_STATED PROBLEM 1_. Transcribe the essay on boyhood farming dreams below, everything from "In the angst" down to "my farming operation.".
_STATED PROBLEM 2_. Extend the essay on boyhood farming dreams below, picking up after its final sentence.

In the angst of adolescence, for a time I dreamed of moving to Australia, where I would drive a truck cross-continent and have days on end to myself, my thoughts and my music.
My most consistent dream was to farm. I would not raise cattle, as my dad did: Cows have just enough mind of their own to cause trouble. I would raise corn and soybeans, which have no wandering ways, and hogs, whose steel-and-concrete confinements are more reliable than "bobwahr and bodock."
I'd rent Daddy's bottom land my first year farming, then some across the road.
Eventually I would buy 500 acres, build a fine house and teach my sons, of which I would have several, to follow in my footsteps. "Progressive Farmer" would of course do a cover article on my farming operation.
Dreams are funny things. A while back I met a man who also dreamed of farming 500 acres. Problem was, he was farming several thousand acres at the time. He wished he could cut back to the size farm I'd dreamed of growing into.

_EXTRACTED INFORMATION_.
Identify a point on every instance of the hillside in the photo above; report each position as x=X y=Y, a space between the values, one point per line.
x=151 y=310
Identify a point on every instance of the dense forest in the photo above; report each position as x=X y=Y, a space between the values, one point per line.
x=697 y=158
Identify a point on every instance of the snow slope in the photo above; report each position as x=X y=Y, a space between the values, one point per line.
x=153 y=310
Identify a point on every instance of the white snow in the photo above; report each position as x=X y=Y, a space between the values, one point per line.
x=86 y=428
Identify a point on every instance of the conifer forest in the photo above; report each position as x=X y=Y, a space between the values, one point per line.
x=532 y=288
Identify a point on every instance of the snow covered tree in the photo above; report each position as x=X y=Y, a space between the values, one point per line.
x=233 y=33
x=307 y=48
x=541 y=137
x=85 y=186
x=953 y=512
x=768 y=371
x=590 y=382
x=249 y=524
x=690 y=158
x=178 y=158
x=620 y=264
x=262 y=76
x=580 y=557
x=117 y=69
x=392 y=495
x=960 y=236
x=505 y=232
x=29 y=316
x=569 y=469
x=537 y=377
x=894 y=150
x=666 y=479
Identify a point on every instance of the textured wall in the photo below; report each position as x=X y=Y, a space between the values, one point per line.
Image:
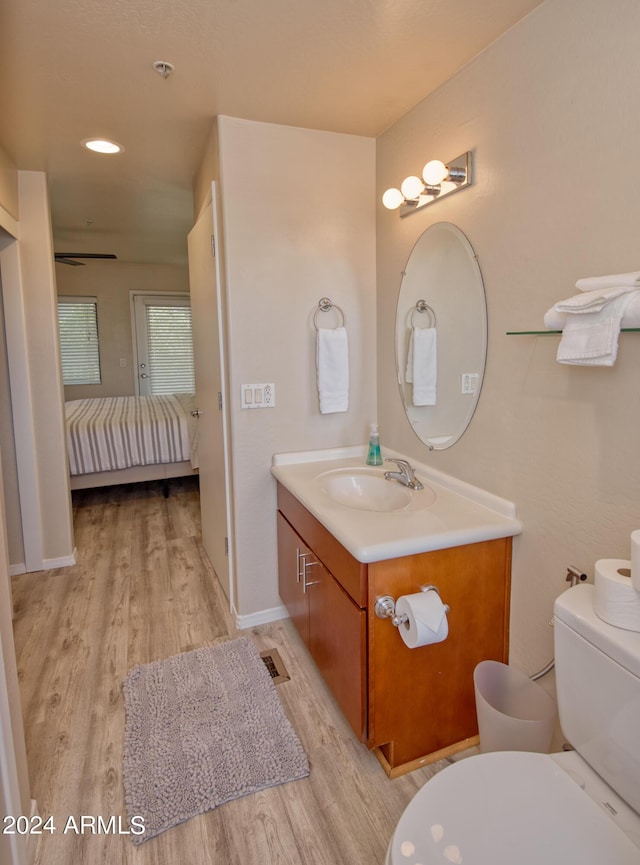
x=549 y=112
x=299 y=223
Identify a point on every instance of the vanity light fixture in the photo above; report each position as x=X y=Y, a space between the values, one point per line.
x=102 y=145
x=437 y=181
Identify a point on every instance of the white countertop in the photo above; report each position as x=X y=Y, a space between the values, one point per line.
x=461 y=513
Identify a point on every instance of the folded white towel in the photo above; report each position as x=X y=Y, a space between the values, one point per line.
x=422 y=365
x=591 y=283
x=593 y=301
x=591 y=339
x=555 y=320
x=332 y=361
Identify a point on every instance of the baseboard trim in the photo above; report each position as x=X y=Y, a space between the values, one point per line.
x=262 y=617
x=60 y=562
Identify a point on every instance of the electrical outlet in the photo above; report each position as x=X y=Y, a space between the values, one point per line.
x=257 y=395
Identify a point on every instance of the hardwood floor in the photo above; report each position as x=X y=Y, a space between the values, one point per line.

_EXERCISE ANSWER 1_.
In the angst of adolescence, for a time I dreamed of moving to Australia, where I would drive a truck cross-continent and have days on end to myself, my thoughts and my music.
My most consistent dream was to farm. I would not raise cattle, as my dad did: Cows have just enough mind of their own to cause trouble. I would raise corn and soybeans, which have no wandering ways, and hogs, whose steel-and-concrete confinements are more reliable than "bobwahr and bodock."
I'd rent Daddy's bottom land my first year farming, then some across the road.
Eventually I would buy 500 acres, build a fine house and teach my sons, of which I would have several, to follow in my footsteps. "Progressive Farmer" would of course do a cover article on my farming operation.

_EXERCISE ANSWER 2_.
Before I left my teens, Grandmama died. It was only years later that I realized she'd still had a dream all along.
She'd lived long enough to drink deeply of both the sweet and the bitter. She'd seen roses and rainbows and ruination.
She'd seen both fulfillment and failure of earthly dreams and learned that neither is permanent.
Her dream was Heaven, where the bitter is gone, and ruination is past. All along, Grandmama had told me her dream, too - I just wasn't listening.
"There's a land beyond the river that they call the sweet Forever, and we only reach that shore by faith's decree," it started.
At the end, the dream said, "In the sweet by-and-by, we shall meet on that beautiful shore."